==== EXTRACT PROVIDED ====

Bug #33837 order by rand() speed
Submitted: 12 Jan 2008 20:48 Modified: 3 May 2012 15:08
Reporter: anzenews asdf Email Updates:
Status: Verified Impact on me:
None 
Category:MySQL Server: Optimizer Severity:S4 (Feature request)
Version:any OS:Any
Assigned to: CPU Architecture:Any
Tags: order by rand, speed

[12 Jan 2008 20:48] anzenews asdf
Description:
Hi!

There are numerous articles on the Internet about optimization of this simple query:
SELECT * FROM posts WHERE ... ORDER BY RAND() LIMIT 3

This is a very common SQL query in web development and still there is no fast way to retreive a few random records from a table. Most web developers just leave this query unefficient and some go to great lengths just to solve what should not be a problem in a first place. 

One of the pages that try to solve this is:
http://jan.kneschke.de/projects/mysql/order-by-rand/
http://www.mysqlperformanceblog.com/2006/09/01/order-by-limit-performance-optimization/

Anyway, it would be nice if "ORDER BY RAND() LIMIT X" was fast - it should be fairly easy to solve this on MyQSL optimizer level (I guess). 

Thanks, keep up the good work,

Anze

How to repeat:
Take a very large table and issue a select:
SELECT * FROM mytable ORDER BY RAND() LIMIT 3

Suggested fix:
"RAND()" in this case should not be treated as an expression, but rather as the way of ordering data (randomly).
[14 Jan 2008 12:58] Susanne Ebrecht
Many thanks for writing a feature request.

This can't be changed.

select * from tab order by something limit 3; 

always means a sequential scan of the table. Because you only can get the first three results, when you know the whole results.

====

### DIRECTION A
Scale the rows from the start of the rows through the line that contains "[147,0,521,325]", both ends included. Multiply every bounding-box coordinate in the outputs by 2.1 and round to whole numbers, with halves rounded up. Leave all other lines unchanged and omit the pictures.

==== MATERIAL PROVIDED ====

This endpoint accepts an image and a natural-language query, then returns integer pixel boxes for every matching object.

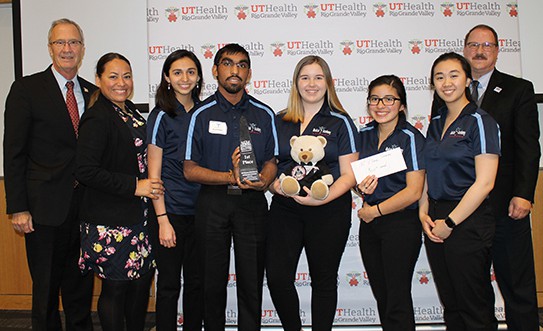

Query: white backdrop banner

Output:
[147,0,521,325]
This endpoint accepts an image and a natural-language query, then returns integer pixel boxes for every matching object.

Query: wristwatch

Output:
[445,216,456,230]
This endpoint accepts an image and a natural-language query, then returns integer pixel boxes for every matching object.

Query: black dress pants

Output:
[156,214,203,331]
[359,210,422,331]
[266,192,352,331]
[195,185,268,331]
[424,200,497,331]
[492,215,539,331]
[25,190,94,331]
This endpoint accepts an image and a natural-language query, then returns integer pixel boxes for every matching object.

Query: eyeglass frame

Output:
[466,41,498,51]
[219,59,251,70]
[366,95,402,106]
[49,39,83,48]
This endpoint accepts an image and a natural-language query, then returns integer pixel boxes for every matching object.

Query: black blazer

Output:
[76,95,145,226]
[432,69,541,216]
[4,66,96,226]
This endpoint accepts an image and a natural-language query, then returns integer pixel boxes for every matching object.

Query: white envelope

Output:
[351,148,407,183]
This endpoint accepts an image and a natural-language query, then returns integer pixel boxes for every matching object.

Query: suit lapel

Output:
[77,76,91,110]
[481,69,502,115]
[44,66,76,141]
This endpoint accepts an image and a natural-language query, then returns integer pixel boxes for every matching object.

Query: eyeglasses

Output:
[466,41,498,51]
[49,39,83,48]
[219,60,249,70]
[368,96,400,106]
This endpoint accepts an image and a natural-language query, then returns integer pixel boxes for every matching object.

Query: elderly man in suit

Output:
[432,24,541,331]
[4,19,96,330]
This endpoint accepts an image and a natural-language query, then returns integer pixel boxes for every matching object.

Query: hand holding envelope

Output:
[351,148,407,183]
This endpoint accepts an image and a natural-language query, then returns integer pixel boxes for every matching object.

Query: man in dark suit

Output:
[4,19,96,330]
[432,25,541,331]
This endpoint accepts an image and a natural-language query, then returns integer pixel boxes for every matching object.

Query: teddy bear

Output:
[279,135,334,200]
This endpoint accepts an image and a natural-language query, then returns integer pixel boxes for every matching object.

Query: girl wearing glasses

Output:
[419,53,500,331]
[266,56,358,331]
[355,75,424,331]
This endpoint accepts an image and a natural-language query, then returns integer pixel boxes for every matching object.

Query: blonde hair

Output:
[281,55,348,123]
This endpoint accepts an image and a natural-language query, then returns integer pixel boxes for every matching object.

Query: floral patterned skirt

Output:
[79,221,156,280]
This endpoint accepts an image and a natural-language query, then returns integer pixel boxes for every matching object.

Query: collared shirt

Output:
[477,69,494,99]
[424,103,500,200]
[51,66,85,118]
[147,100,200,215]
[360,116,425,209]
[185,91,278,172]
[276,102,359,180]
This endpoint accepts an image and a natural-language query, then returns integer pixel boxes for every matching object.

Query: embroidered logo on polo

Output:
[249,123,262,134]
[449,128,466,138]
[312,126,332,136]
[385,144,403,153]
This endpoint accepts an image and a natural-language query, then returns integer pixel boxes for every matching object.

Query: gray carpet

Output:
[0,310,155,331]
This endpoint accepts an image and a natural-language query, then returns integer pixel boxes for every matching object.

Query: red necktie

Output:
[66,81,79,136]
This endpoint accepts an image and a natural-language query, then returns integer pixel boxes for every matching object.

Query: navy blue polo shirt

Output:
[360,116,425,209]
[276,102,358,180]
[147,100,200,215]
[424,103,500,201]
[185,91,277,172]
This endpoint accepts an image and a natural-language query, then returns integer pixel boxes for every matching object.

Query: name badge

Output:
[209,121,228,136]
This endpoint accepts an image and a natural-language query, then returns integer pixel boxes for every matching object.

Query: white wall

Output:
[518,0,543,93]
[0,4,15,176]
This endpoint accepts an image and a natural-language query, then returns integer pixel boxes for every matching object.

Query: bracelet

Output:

====

### DIRECTION B
Answer these questions from the bug report on ORDER BY RAND() speed, one per line:
(i) Which category is the report filed under?
(ii) According to the suggested fix, how should "RAND()" be treated instead of as an expression?
(iii) According to the reply of 14 Jan 2008, what does a query ordered by something with limit 3 always mean?

### CORRECT RESULT A
This endpoint accepts an image and a natural-language query, then returns integer pixel boxes for every matching object.


Query: white backdrop banner

Output:
[309,0,1094,683]

### CORRECT RESULT B
(i) MySQL Server: Optimizer
(ii) As the way of ordering data (randomly)
(iii) A sequential scan of the table